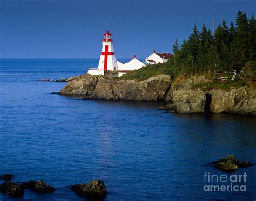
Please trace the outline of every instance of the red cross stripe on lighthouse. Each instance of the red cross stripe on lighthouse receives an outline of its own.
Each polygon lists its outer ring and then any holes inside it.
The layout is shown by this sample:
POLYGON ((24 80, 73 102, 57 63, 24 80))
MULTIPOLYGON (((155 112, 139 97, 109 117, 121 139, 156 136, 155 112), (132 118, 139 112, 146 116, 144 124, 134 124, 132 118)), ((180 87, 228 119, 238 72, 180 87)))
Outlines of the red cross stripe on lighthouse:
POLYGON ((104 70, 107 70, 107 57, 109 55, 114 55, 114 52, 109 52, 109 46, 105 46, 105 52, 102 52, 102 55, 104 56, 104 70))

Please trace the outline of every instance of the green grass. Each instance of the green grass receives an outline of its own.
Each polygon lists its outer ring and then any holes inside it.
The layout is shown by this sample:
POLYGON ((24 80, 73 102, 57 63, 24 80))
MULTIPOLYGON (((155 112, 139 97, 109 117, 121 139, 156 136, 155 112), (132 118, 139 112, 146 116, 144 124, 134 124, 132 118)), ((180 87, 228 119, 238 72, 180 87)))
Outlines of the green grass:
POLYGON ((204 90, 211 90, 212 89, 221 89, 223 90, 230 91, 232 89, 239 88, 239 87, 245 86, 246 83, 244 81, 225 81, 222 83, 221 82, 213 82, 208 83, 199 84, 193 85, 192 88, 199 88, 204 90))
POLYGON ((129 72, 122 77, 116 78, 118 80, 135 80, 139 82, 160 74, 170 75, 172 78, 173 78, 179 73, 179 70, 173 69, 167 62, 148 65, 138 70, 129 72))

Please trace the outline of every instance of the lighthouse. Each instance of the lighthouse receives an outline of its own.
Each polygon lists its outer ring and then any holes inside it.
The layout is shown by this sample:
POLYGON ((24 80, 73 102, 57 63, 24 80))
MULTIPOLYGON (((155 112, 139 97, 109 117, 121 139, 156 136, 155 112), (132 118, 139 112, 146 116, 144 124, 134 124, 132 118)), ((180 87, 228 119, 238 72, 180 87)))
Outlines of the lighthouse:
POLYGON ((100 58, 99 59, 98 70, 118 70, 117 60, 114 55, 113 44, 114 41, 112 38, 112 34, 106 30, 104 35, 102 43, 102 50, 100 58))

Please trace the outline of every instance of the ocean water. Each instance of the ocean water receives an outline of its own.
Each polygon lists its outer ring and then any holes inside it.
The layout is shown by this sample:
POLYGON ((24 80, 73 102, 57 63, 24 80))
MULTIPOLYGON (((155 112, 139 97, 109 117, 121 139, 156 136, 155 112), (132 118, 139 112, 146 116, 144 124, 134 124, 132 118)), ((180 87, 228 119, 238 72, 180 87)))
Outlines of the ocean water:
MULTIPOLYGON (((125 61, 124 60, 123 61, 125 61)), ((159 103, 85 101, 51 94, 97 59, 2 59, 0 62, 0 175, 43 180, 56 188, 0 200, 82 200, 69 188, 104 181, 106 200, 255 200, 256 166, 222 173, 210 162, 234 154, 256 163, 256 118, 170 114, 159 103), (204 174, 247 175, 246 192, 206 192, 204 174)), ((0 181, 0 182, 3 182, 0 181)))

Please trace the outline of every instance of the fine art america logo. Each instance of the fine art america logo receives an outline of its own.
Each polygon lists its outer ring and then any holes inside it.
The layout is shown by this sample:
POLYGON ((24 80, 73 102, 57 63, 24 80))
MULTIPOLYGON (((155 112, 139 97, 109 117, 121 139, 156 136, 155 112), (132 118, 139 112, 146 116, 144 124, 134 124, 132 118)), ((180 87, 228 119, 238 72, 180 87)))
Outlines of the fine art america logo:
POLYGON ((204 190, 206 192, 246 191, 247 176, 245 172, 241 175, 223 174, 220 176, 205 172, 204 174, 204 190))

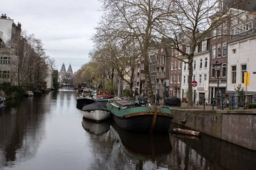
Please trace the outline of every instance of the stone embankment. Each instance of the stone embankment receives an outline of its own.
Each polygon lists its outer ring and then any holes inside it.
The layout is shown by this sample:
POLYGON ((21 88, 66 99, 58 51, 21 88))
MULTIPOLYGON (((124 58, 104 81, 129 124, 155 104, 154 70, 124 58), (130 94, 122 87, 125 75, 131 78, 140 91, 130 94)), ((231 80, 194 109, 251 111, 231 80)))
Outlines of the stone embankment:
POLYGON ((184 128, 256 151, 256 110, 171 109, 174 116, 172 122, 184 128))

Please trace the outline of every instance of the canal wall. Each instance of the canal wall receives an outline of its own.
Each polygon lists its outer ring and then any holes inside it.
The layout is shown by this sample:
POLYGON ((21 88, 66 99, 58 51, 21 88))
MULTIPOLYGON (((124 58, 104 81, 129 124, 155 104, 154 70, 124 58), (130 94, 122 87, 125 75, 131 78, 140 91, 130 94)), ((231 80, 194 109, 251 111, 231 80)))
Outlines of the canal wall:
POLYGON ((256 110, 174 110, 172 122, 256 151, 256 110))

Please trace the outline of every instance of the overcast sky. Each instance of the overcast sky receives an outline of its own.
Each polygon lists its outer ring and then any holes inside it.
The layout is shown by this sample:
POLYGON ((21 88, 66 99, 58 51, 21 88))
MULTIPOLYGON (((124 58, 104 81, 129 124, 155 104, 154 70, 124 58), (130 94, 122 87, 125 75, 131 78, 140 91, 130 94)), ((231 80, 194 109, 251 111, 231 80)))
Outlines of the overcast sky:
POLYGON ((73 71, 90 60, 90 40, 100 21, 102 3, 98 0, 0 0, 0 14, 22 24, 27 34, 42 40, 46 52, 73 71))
########################################
## Written exercise
Starting at the line that contains "Please trace the outline of every instance of the overcast" and ending with the final line of the items, output every line as a separate string in a JSON list, omitting any blank lines.

## Answer to the problem
[
  "Please trace the outline of every instance of the overcast sky. Each instance of the overcast sky receives an outline of its own.",
  "Each polygon lists its outer ring and then any holes inside it.",
  "The layout is shown by this sample:",
  "POLYGON ((21 88, 66 99, 58 51, 21 88))",
  "MULTIPOLYGON (((124 58, 104 81, 129 124, 155 104, 154 70, 124 58), (130 94, 122 87, 125 75, 131 78, 140 91, 130 94)), ((231 80, 194 109, 251 111, 231 80)))",
  "Outlines of the overcast sky:",
  "POLYGON ((73 71, 90 60, 90 40, 100 21, 102 3, 98 0, 0 0, 0 14, 22 24, 27 34, 42 40, 46 52, 73 71))"
]